Document excerpt: Begin

Bones gathering dust in NT may be of Timorese hero
LINDSAY MURDOCH
December 28, 2009Nicolau Lobato ... East Timor’s first prime minister and a Fretilin founder.
DARWIN: Bones believed to be from the body of East Timor's national hero Nicolau Lobato was forgotten and stored in Australia for five years.
As the remains lay in a Northern Territory police forensic centre, the East Timorese President, Jose Ramos-Horta, pressed Indonesia to return the body of Lobato, who was killed by Indonesian soldiers in 1978.
''In the name of our country and people, in the name of the state and of the family, I am asking here for the return of the body of Nicolau Lobato,'' Mr Ramos-Horta said in a speech on August 30 marking the 10th anniversary of East Timor's independence vote.
Territory police have kept bones believed to be those of Lobato since March 2004 when his family sent them to Darwin for forensic tests.
Three weeks after being questioned about the bones by theHerald, a police spokeswoman confirmed that three bones would soon undergo testing using new methods for the extraction of DNA from bones. A specialist contractor had been employed to do the work as part of a police and Coroner's project to review 55 unidentified skeletal remains that have been stored in the NT since 1973.
The spokeswoman said after the bones arrived in Darwin in 2004 ''tests were done in the NT Police forensics laboratory on one section of bone but no DNA profile was able to be obtained and no report was completed to that effect''. The spokeswoman said police were now trying to contact Lobato's family.

Document excerpt: End
The data: Begin

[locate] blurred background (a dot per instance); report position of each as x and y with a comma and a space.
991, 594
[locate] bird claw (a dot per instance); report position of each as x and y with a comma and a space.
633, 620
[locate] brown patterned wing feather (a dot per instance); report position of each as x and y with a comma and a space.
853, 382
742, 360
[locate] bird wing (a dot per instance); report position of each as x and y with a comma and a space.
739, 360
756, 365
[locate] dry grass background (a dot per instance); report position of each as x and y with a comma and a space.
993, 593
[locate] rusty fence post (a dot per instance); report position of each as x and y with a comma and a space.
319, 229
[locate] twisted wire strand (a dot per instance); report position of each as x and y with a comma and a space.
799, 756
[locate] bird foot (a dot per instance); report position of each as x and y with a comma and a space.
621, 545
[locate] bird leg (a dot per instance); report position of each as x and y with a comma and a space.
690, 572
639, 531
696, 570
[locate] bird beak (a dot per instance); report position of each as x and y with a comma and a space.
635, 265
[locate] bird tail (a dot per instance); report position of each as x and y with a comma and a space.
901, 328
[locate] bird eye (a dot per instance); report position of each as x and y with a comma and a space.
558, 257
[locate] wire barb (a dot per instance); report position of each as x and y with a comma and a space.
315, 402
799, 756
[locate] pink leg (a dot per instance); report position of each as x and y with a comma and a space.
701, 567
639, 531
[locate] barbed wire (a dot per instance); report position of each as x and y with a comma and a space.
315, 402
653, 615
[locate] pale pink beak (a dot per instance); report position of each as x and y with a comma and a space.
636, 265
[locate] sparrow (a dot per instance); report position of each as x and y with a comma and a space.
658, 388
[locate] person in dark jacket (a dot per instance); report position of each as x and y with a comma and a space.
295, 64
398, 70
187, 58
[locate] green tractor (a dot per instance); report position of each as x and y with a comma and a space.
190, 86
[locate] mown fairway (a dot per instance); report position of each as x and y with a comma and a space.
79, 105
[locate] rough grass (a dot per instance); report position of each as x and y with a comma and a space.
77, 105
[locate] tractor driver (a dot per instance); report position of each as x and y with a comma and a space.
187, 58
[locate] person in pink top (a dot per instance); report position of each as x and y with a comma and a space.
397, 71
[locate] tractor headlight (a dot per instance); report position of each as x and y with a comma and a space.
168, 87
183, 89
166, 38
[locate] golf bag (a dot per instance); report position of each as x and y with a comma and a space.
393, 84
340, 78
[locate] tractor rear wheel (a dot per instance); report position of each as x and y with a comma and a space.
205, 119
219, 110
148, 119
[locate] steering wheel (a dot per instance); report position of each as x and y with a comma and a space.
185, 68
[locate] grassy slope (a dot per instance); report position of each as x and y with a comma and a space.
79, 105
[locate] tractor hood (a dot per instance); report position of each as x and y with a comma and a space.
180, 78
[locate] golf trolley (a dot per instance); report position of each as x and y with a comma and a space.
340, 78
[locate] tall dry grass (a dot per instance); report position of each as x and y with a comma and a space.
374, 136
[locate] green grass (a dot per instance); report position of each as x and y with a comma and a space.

The data: End

Study questions
a - From the article on Nicolau Lobato's bones, extract the passage from "Bones gathering dust" to "Timor's independence vote.".
b - Translate this sentence from the article on Nicolau Lobato's bones into Spanish: "Territory police have kept bones believed to be those of Lobato since March 2004 when his family sent them to Darwin for forensic tests."

Solved problems
a -
Bones gathering dust in NT may be of Timorese hero
LINDSAY MURDOCH
December 28, 2009Nicolau Lobato ... East Timor’s first prime minister and a Fretilin founder.
DARWIN: Bones believed to be from the body of East Timor's national hero Nicolau Lobato was forgotten and stored in Australia for five years.
As the remains lay in a Northern Territory police forensic centre, the East Timorese President, Jose Ramos-Horta, pressed Indonesia to return the body of Lobato, who was killed by Indonesian soldiers in 1978.
''In the name of our country and people, in the name of the state and of the family, I am asking here for the return of the body of Nicolau Lobato,'' Mr Ramos-Horta said in a speech on August 30 marking the 10th anniversary of East Timor's independence vote.

b - La policía del Territorio ha guardado huesos que se cree que son de Lobato desde marzo de 2004, cuando su familia los envió a Darwin para realizar pruebas forenses.